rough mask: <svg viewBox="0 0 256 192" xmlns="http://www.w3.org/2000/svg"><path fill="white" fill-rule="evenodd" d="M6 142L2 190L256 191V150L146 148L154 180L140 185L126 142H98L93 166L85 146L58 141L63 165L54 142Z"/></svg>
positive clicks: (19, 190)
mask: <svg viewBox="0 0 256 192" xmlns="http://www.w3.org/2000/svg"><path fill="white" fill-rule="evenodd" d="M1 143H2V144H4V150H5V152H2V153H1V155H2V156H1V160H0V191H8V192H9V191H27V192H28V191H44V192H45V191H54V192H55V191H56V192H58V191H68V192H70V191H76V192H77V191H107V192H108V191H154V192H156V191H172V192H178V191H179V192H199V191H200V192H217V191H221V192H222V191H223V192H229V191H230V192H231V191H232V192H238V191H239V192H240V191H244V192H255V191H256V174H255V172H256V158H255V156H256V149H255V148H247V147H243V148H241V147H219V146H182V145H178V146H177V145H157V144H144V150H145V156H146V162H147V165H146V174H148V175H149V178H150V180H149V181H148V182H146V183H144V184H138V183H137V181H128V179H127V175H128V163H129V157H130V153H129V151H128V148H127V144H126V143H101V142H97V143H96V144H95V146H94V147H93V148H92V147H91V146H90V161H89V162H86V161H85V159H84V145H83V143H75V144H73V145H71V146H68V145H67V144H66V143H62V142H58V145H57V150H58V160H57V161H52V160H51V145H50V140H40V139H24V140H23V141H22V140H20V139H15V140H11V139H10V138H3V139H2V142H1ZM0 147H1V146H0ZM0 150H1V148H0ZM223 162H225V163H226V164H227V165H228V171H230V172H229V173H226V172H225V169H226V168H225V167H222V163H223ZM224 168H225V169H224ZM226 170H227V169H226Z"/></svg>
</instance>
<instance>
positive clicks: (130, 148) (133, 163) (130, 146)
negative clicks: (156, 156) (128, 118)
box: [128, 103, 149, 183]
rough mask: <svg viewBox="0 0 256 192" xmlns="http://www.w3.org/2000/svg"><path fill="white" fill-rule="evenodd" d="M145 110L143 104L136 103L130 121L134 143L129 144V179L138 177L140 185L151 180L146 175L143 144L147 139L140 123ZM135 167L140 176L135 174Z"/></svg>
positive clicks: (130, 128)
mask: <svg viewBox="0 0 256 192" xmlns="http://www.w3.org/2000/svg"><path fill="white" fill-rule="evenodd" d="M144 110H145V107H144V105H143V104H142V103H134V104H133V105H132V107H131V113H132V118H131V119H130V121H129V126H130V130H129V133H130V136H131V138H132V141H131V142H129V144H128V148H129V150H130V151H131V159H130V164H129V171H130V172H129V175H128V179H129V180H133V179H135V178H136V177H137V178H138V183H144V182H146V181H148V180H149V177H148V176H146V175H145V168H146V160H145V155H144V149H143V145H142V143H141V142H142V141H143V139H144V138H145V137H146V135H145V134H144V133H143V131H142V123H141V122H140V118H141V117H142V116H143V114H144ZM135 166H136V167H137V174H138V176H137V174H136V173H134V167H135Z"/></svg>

» Directions for this task:
Report every line in the items above that contains the string "positive", copying each such line in full.

» Response area:
positive clicks: (19, 190)
positive clicks: (130, 148) (133, 163) (130, 146)
positive clicks: (130, 128)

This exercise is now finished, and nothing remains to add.